EXERCISE TASK A
Condense the paragraph beginning "The Bournemouth 4 Community online tool" in the funding text into a short bulleted list that keeps its main facts.

ARTICLE
Search for funding online

The Bournemouth 4 Community online tool provides information and links to several funding resources, including government, lottery, EU, non-government and charitable trust funding opportunities. It allows you to search for funding opportunities suitable for your organisation or group and browse through information on different types of funders. Access the Bournemouth 4 Community tool here.

Funding newsletter

The 'What Funds' newsletter is produced by the Bournemouth and Poole Funding Opportunities Group, and contains information on funding opportunities for voluntary and community groups. This is under review, for more details please email [email protected]

One-to-one support

BCP Council has staff that can offer one-to-one advice on funding from foundations and trusts. The contact is Linda Maguire, Principal Community Development Officer on 01202 451165. Linda has identified a number of grant-making trusts that smaller groups could apply to here.

EXERCISE TASK B
Find each line in the records below that contains the word "street", treating case as significant, and copy those lines.

TASK DATA

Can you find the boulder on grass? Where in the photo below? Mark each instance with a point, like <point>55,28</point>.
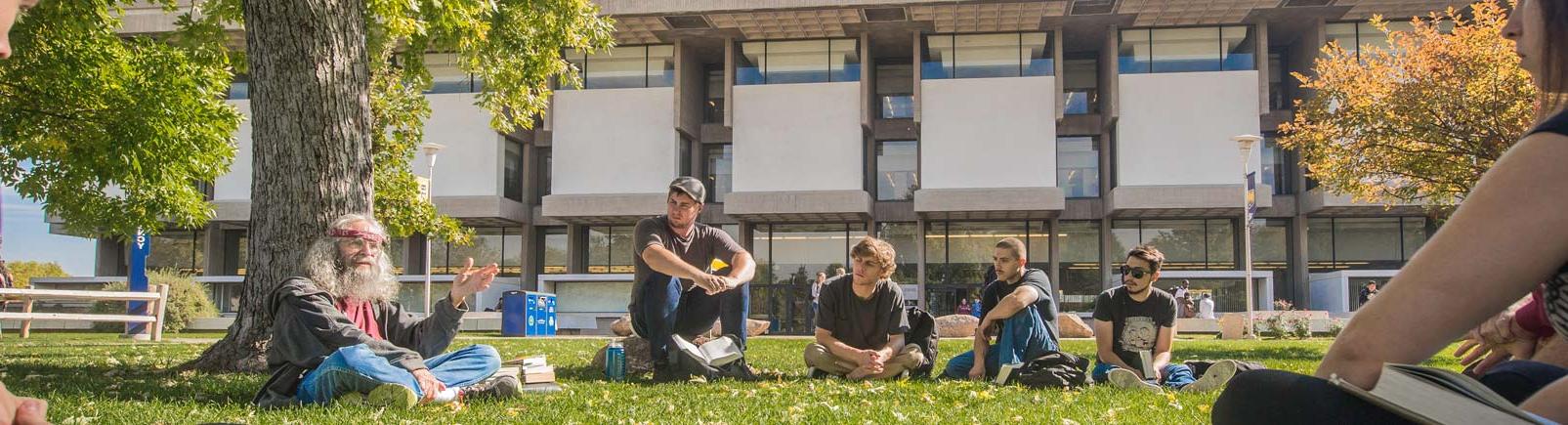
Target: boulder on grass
<point>1073,326</point>
<point>956,325</point>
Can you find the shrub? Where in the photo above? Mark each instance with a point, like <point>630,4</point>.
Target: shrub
<point>187,301</point>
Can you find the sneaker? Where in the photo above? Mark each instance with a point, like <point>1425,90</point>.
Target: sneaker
<point>499,388</point>
<point>1129,380</point>
<point>1214,377</point>
<point>393,396</point>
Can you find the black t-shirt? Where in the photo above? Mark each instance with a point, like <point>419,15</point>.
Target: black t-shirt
<point>1135,326</point>
<point>699,250</point>
<point>861,323</point>
<point>1046,305</point>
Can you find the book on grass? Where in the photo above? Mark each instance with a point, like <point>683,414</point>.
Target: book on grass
<point>1007,372</point>
<point>526,361</point>
<point>1435,396</point>
<point>714,353</point>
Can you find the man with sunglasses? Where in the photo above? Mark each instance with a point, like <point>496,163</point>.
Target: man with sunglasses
<point>678,287</point>
<point>1140,318</point>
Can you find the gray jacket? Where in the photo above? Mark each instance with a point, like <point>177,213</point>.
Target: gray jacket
<point>308,328</point>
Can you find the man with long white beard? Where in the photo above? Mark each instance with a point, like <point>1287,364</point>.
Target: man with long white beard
<point>339,336</point>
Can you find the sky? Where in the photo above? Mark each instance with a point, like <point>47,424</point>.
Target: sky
<point>27,237</point>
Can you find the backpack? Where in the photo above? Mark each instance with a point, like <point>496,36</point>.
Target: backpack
<point>922,333</point>
<point>1054,369</point>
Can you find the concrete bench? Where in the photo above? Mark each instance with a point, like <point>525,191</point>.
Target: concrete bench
<point>157,303</point>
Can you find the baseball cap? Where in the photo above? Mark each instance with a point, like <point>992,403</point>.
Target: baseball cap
<point>691,187</point>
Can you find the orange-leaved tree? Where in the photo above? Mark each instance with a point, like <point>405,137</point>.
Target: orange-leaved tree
<point>1420,119</point>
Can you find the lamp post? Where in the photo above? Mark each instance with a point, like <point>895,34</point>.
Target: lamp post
<point>1246,145</point>
<point>430,181</point>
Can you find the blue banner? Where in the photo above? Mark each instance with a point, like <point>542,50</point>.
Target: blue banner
<point>140,248</point>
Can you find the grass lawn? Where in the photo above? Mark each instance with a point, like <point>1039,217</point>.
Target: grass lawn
<point>99,378</point>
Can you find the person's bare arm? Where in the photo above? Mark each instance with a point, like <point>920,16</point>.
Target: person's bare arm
<point>1103,345</point>
<point>1510,234</point>
<point>663,261</point>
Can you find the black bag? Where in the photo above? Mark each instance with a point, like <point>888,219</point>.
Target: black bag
<point>922,333</point>
<point>1054,369</point>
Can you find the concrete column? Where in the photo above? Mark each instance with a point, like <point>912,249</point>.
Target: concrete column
<point>212,251</point>
<point>575,248</point>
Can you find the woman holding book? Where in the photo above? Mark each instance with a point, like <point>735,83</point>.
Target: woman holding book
<point>1507,235</point>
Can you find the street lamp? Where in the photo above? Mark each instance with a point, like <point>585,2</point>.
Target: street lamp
<point>430,183</point>
<point>1246,145</point>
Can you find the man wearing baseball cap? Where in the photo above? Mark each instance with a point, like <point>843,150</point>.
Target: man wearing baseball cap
<point>679,287</point>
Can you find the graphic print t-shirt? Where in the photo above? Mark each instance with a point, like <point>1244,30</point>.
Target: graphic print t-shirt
<point>1134,325</point>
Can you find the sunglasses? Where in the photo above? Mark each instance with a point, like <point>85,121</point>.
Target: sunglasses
<point>1137,274</point>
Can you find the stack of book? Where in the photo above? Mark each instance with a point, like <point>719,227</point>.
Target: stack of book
<point>533,372</point>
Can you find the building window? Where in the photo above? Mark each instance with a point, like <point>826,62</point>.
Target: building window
<point>1187,243</point>
<point>714,88</point>
<point>179,251</point>
<point>1078,166</point>
<point>1353,35</point>
<point>544,174</point>
<point>789,258</point>
<point>1080,267</point>
<point>798,62</point>
<point>447,77</point>
<point>626,66</point>
<point>897,170</point>
<point>720,171</point>
<point>905,238</point>
<point>1202,49</point>
<point>1081,85</point>
<point>958,258</point>
<point>896,88</point>
<point>987,55</point>
<point>555,250</point>
<point>611,250</point>
<point>512,178</point>
<point>1363,243</point>
<point>1277,166</point>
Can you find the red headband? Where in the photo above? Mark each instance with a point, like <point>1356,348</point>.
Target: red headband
<point>358,234</point>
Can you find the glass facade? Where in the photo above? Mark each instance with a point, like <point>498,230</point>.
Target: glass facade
<point>958,258</point>
<point>1078,166</point>
<point>789,258</point>
<point>987,55</point>
<point>720,171</point>
<point>1363,243</point>
<point>626,66</point>
<point>1080,266</point>
<point>897,170</point>
<point>611,250</point>
<point>798,62</point>
<point>1200,49</point>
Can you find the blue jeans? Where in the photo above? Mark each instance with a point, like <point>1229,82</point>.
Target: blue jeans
<point>662,310</point>
<point>1176,375</point>
<point>1023,337</point>
<point>357,369</point>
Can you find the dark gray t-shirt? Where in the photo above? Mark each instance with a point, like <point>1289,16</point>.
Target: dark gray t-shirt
<point>1135,326</point>
<point>699,250</point>
<point>861,321</point>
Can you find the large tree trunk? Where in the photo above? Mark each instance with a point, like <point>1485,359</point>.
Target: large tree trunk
<point>311,135</point>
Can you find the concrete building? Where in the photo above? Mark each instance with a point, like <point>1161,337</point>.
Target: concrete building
<point>1083,127</point>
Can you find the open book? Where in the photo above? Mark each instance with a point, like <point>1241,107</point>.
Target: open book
<point>1435,396</point>
<point>714,353</point>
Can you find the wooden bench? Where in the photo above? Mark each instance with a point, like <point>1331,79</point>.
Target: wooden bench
<point>157,303</point>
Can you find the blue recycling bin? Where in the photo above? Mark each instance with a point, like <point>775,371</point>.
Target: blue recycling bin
<point>513,314</point>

COMPLETE OUTPUT A
- The Bournemouth 4 Community online tool offers information and links for several funding resources.
- These include government, lottery, EU, non-government and charitable trust funding opportunities.
- Users can search for funding opportunities that suit their organization or group.
- Users can browse information on different types of funders.
- The tool is reached through a link on the page.

COMPLETE OUTPUT B
Can you find the street lamp? Where in the photo above? Mark each instance with a point, like <point>585,2</point>.
Target: street lamp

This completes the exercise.